Given information:

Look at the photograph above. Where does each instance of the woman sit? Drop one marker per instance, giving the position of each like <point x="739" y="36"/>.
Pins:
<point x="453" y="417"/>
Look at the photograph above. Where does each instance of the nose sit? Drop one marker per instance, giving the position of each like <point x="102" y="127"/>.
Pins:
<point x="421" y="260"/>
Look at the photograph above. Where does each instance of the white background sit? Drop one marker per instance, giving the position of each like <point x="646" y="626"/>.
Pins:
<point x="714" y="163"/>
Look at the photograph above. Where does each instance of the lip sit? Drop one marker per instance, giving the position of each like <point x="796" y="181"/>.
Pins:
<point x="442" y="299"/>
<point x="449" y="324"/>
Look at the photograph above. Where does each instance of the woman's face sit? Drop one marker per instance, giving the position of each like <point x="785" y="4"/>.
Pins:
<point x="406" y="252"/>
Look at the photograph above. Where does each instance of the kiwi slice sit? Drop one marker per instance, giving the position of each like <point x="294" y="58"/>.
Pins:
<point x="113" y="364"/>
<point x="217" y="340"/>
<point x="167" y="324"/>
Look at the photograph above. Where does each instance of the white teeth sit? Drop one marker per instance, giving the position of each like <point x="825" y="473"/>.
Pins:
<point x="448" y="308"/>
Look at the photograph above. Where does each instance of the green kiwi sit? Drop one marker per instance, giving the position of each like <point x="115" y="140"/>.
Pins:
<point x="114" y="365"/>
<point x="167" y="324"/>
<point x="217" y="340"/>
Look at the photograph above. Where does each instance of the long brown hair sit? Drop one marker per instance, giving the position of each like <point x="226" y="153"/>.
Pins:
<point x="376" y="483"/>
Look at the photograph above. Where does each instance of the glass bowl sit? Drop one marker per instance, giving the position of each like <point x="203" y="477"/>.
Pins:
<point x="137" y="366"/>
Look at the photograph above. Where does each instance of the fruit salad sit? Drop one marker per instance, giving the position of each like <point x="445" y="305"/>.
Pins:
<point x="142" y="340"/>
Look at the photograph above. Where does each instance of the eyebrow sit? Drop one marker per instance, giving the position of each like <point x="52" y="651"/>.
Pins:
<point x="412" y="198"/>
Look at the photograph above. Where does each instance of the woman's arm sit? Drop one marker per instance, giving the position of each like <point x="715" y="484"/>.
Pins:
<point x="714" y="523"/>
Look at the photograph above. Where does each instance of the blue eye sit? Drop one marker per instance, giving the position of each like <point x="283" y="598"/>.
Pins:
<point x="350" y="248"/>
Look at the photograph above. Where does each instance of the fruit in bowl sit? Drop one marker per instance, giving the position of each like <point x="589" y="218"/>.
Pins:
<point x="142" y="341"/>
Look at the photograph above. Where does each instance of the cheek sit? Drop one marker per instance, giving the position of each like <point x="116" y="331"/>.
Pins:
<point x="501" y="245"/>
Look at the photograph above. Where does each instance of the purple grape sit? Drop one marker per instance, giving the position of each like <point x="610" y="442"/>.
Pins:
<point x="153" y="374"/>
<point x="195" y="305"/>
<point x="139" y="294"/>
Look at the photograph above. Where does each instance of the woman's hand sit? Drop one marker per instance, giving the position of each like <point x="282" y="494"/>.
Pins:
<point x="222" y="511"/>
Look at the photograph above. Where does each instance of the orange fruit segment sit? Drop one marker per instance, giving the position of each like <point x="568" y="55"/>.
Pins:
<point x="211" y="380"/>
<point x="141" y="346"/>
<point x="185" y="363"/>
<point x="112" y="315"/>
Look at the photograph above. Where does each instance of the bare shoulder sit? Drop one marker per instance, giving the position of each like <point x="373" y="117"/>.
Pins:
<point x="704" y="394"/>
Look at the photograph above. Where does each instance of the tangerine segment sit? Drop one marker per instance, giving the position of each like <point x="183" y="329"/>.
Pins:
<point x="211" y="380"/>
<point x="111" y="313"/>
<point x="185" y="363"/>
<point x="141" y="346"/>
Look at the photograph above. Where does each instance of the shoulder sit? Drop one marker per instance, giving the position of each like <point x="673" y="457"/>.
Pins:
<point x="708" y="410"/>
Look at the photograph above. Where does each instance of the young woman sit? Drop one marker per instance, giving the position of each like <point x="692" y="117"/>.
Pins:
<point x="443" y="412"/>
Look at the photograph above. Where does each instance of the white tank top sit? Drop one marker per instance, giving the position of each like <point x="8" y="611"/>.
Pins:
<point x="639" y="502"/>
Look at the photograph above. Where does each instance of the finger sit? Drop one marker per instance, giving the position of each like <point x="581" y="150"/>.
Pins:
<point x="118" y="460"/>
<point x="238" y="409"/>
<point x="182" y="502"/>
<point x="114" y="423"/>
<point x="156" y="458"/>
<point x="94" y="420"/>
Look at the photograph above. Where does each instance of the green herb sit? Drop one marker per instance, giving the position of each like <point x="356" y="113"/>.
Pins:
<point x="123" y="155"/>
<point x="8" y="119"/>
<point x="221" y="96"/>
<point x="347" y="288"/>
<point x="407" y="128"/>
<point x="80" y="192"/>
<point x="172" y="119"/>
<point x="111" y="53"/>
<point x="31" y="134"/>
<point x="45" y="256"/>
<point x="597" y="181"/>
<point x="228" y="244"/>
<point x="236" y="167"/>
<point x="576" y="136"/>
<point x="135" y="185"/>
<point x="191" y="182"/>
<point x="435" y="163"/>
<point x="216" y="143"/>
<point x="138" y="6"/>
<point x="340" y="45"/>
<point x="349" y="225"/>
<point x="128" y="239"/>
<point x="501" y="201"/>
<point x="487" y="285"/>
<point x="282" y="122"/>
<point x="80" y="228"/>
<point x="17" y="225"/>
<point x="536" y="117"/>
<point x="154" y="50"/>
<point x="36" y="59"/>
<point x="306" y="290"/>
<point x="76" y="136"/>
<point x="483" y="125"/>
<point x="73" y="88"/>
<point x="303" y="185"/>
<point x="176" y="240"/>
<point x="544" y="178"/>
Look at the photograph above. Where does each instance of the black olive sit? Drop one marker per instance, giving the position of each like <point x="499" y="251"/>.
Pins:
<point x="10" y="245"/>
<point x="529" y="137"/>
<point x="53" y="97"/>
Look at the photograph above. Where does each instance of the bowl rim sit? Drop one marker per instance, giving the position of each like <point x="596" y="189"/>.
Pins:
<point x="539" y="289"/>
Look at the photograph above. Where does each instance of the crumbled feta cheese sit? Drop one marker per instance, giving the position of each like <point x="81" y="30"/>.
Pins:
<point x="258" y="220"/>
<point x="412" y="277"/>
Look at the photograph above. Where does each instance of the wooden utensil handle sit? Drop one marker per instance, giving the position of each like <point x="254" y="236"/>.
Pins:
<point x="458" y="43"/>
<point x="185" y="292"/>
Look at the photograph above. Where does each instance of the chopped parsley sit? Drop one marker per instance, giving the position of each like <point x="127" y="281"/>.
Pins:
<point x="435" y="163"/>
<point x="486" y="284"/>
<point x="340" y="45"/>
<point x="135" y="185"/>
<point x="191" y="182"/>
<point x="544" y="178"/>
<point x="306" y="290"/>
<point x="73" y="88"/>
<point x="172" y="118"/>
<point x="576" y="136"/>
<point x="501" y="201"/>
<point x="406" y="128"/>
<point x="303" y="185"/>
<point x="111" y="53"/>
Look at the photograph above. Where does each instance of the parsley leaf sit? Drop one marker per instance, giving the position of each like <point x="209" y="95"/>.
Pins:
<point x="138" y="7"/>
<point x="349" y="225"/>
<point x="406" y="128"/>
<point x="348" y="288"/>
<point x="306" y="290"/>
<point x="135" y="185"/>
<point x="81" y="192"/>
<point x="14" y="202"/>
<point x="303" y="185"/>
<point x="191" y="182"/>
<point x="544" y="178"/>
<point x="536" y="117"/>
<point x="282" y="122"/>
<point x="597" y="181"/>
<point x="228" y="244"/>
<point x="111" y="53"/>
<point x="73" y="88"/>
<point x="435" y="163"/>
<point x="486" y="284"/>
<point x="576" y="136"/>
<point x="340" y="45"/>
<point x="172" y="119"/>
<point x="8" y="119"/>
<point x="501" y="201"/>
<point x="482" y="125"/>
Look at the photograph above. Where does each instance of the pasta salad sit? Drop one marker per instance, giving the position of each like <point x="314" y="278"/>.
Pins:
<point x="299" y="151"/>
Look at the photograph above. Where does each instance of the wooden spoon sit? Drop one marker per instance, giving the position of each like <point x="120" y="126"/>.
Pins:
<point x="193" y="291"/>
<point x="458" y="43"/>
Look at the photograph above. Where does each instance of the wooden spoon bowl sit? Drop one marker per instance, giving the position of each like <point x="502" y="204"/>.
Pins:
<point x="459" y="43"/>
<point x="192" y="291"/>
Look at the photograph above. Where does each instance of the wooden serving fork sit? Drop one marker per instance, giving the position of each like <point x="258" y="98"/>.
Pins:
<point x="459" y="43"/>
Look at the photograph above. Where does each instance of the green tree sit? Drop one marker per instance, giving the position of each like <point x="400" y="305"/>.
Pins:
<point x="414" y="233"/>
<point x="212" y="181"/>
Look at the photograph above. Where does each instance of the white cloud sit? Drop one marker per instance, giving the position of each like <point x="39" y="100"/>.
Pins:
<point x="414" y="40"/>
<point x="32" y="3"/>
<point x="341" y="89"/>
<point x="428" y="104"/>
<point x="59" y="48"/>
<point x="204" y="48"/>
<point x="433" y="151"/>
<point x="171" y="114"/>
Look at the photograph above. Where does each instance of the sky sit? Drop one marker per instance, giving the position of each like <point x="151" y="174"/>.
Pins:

What to do: Extract, exactly, the lines above that begin at the line containing "the white cloud" and end at the final line of the records; add no other text.

Exercise answer:
Look at the photograph above. Where does each instance of the white cloud sit? Drop one marker per instance, giving the position of each like <point x="39" y="100"/>.
Pins:
<point x="414" y="40"/>
<point x="32" y="3"/>
<point x="341" y="89"/>
<point x="428" y="104"/>
<point x="59" y="48"/>
<point x="204" y="48"/>
<point x="433" y="151"/>
<point x="171" y="114"/>
Look at the photograph above. Where does each instance of the sky sit? Drop one marker per instance, giving the position of each like <point x="151" y="174"/>.
Pins:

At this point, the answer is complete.